## TASK ITEM
Type out the data below in its entirety, exactly as given.

*** Opening MATERIAL SUPPLIED ***

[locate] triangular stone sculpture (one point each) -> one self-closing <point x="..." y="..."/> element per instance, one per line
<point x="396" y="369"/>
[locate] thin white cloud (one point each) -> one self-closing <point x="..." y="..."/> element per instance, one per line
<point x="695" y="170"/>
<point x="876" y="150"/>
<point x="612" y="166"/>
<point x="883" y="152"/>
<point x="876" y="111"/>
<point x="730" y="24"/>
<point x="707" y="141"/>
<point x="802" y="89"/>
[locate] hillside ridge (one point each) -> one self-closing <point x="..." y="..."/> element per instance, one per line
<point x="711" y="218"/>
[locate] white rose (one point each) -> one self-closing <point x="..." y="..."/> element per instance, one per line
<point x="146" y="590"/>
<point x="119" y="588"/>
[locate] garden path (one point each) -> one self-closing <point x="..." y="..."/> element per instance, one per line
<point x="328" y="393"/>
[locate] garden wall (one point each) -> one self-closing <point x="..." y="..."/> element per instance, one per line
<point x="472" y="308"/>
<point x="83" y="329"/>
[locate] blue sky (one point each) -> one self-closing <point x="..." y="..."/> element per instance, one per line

*** Closing MATERIAL SUPPLIED ***

## THE COMPLETED TASK
[locate] triangular stone sculpture (one point each) -> one self-closing <point x="..." y="..."/> element per instance, one per line
<point x="396" y="369"/>
[locate] thin white cloud (one point each) -> one self-closing <point x="..." y="..."/> element per instance, one per line
<point x="695" y="170"/>
<point x="876" y="150"/>
<point x="612" y="166"/>
<point x="883" y="152"/>
<point x="876" y="111"/>
<point x="730" y="24"/>
<point x="707" y="141"/>
<point x="802" y="89"/>
[locate] hillside ridge (one point each) -> one self-closing <point x="..." y="..."/> element per instance, one per line
<point x="711" y="218"/>
[locate] white rose (one point each) -> one self-closing <point x="..." y="..."/> element per instance, one per line
<point x="146" y="590"/>
<point x="119" y="588"/>
[locate] garden path (one point each) -> one self-closing <point x="..." y="..."/> element per instance, one per line
<point x="328" y="393"/>
[locate] garden wall (one point each) -> one self-closing <point x="..." y="..."/> element per instance, one per line
<point x="472" y="308"/>
<point x="83" y="329"/>
[locate] blue sky (one point each) -> one self-closing <point x="..." y="..."/> element per instance, one per line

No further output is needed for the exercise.